◆ **Extracted data entries**
■ ■ ■ ■ ■
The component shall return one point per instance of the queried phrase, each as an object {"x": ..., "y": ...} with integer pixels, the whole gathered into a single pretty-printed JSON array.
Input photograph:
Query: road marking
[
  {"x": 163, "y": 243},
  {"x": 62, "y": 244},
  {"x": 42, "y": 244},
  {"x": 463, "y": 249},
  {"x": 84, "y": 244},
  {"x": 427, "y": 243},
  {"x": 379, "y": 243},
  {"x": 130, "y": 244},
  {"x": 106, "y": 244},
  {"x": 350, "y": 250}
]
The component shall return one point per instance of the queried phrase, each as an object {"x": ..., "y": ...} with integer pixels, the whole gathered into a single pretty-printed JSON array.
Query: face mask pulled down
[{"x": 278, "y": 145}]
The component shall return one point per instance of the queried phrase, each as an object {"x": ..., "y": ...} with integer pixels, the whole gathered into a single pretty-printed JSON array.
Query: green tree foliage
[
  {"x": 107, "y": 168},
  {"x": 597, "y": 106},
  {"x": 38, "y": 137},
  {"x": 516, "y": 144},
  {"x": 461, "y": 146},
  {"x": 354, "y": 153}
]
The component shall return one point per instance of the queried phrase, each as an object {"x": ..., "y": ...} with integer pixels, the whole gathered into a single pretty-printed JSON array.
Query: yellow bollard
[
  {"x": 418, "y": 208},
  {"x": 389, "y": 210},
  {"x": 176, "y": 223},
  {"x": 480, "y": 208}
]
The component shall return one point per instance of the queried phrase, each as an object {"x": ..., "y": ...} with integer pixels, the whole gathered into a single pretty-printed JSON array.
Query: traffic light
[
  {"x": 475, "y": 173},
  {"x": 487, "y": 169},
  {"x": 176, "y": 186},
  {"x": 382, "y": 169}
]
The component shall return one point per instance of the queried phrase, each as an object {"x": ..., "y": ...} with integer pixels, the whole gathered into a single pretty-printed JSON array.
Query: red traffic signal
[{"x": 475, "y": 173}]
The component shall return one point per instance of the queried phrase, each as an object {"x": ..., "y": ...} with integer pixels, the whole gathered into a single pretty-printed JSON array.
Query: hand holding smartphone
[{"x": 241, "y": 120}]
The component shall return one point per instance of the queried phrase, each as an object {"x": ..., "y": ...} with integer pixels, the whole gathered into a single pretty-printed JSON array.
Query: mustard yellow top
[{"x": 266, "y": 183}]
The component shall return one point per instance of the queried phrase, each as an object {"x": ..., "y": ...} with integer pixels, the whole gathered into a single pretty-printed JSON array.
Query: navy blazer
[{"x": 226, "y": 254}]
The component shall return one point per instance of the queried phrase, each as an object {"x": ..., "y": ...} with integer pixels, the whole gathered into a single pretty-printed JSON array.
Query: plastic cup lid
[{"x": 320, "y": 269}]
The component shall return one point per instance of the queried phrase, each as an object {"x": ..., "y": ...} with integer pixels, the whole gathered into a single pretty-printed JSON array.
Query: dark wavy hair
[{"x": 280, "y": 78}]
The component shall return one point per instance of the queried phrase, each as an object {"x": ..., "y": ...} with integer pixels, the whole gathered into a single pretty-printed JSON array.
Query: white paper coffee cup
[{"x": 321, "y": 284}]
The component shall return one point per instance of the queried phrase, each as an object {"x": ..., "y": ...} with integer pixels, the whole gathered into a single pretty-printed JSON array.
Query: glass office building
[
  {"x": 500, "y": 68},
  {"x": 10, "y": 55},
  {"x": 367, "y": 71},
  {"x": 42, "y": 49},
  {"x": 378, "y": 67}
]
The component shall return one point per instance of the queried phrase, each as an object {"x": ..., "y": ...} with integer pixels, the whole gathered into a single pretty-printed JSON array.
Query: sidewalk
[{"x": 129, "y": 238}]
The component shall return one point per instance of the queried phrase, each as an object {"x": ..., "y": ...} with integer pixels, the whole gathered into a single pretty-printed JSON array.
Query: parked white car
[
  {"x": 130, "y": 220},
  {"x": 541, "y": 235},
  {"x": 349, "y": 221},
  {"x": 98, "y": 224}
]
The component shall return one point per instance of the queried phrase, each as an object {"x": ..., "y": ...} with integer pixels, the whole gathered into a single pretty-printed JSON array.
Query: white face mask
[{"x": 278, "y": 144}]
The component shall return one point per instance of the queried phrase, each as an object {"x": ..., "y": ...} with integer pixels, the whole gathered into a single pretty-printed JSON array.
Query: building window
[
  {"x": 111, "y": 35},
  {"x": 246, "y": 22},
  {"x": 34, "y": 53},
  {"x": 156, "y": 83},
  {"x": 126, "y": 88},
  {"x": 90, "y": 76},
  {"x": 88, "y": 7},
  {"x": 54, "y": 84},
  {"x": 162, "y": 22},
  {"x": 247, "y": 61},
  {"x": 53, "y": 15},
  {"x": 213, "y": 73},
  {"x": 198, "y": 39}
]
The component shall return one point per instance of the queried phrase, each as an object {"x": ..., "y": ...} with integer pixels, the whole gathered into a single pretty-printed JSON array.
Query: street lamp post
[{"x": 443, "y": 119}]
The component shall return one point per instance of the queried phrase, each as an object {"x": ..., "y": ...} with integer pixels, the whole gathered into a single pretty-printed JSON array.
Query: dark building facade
■ ■ ■ ■ ■
◆ **EXERCISE**
For this task, print the records again exactly as they appear.

◆ **EXPECTED ANSWER**
The component shall return one point per instance of the queried phrase, each as an object {"x": ..., "y": ...} with integer pixels, the whole gathered into a single pretty-printed JSON array.
Input photograph:
Query: road marking
[
  {"x": 163, "y": 243},
  {"x": 62, "y": 244},
  {"x": 42, "y": 244},
  {"x": 463, "y": 249},
  {"x": 84, "y": 244},
  {"x": 427, "y": 243},
  {"x": 379, "y": 243},
  {"x": 130, "y": 244},
  {"x": 106, "y": 244},
  {"x": 350, "y": 250}
]
The component shall return one point per instance of the queried phrase, each as an object {"x": ..., "y": ...} with integer pixels, the whole gathered into a single pretty-printed JSON array.
Query: face mask pulled down
[{"x": 278, "y": 145}]
The component shall return one point per instance of the queried phrase, each as an object {"x": ..., "y": ...} with integer pixels, the whole gathered into a single pretty-printed JSON array.
Query: green tree foliage
[
  {"x": 107, "y": 168},
  {"x": 597, "y": 106},
  {"x": 38, "y": 137},
  {"x": 516, "y": 144},
  {"x": 461, "y": 146},
  {"x": 354, "y": 153}
]
The component shall return one point per instance of the queried phrase, each as an object {"x": ..., "y": ...} with integer pixels, the whole gathered into a single pretty-printed JSON array.
Query: yellow bollard
[
  {"x": 418, "y": 208},
  {"x": 389, "y": 210},
  {"x": 176, "y": 223},
  {"x": 480, "y": 208}
]
The component shall return one point per instance of the queried phrase, each as an object {"x": ..., "y": ...} with integer pixels, the whole gathered into a single pretty-printed JSON array.
Query: traffic light
[
  {"x": 475, "y": 173},
  {"x": 487, "y": 169},
  {"x": 176, "y": 186},
  {"x": 382, "y": 169}
]
The component shall return one point per instance of the queried phrase, each as an object {"x": ..., "y": ...} with integer pixels, the whole gathered into a single pretty-printed JSON array.
Query: red traffic signal
[{"x": 475, "y": 173}]
The component shall return one point per instance of the queried phrase, each as an object {"x": ..., "y": ...} with integer pixels, the whole gathered into a single pretty-printed JSON array.
Query: hand holding smartphone
[{"x": 241, "y": 120}]
The component shall return one point per instance of the queried phrase, each as an object {"x": ..., "y": ...} with integer pixels, the whole gathered into a single pretty-printed JSON array.
Query: mustard yellow top
[{"x": 266, "y": 183}]
The component shall return one point per instance of the queried phrase, each as an object {"x": ..., "y": ...} with integer pixels, the whole gathered into a single pretty-printed JSON array.
Query: navy blazer
[{"x": 226, "y": 254}]
The component shall return one point per instance of the queried phrase, each as an object {"x": ..., "y": ...} with integer pixels, the whole gathered into a single pretty-printed JSON array.
Query: plastic cup lid
[{"x": 320, "y": 269}]
The component shall return one point per instance of the queried phrase, each as an object {"x": ..., "y": ...} with integer pixels, the whole gathered into a single pretty-printed JSON array.
Query: dark wavy hair
[{"x": 280, "y": 78}]
The component shall return one point per instance of the queried phrase, each as an object {"x": ..., "y": ...} with integer pixels, the whole gathered into a single pretty-printed JSON array.
Query: white paper coffee cup
[{"x": 321, "y": 284}]
The component shall return one point per instance of the queried phrase, each as an object {"x": ..., "y": ...} with integer pixels, the whole gathered into a single pretty-printed JSON array.
Query: glass office building
[
  {"x": 500, "y": 68},
  {"x": 10, "y": 55},
  {"x": 367, "y": 71},
  {"x": 42, "y": 49},
  {"x": 378, "y": 67}
]
The component shall return one point per instance of the queried phrase, each as an object {"x": ..., "y": ...} with integer pixels, the whole gathered into a single pretty-printed JSON array.
Query: sidewalk
[{"x": 129, "y": 238}]
The component shall return one point per instance of the queried phrase, each as an object {"x": ..., "y": ...} with integer pixels, the whole gathered into a single pretty-printed JSON array.
Query: parked white car
[
  {"x": 130, "y": 220},
  {"x": 541, "y": 235},
  {"x": 349, "y": 221},
  {"x": 98, "y": 224}
]
The component shall return one point per instance of the queried phrase, each as an object {"x": ..., "y": ...} with integer pixels, the whole gathered into a single pretty-printed JSON array.
Query: white face mask
[{"x": 278, "y": 144}]
The component shall return one point per instance of the queried phrase, each as an object {"x": ..., "y": ...} with integer pixels, the whole gathered into a single pretty-printed JSON array.
Query: building window
[
  {"x": 111, "y": 35},
  {"x": 246, "y": 22},
  {"x": 34, "y": 53},
  {"x": 156, "y": 83},
  {"x": 126, "y": 88},
  {"x": 90, "y": 76},
  {"x": 88, "y": 7},
  {"x": 54, "y": 84},
  {"x": 162, "y": 22},
  {"x": 247, "y": 61},
  {"x": 53, "y": 15},
  {"x": 213, "y": 73},
  {"x": 198, "y": 39}
]
The component shall return one point per instance of the queried phrase, each as an object {"x": ..., "y": ...} with integer pixels, the whole gathered into a single pretty-printed JSON array.
Query: street lamp post
[{"x": 443, "y": 119}]
The component shall return one point per instance of the queried phrase, each as an object {"x": ..., "y": ...} with integer pixels, the whole gathered into a single pretty-printed JSON array.
Query: dark building facade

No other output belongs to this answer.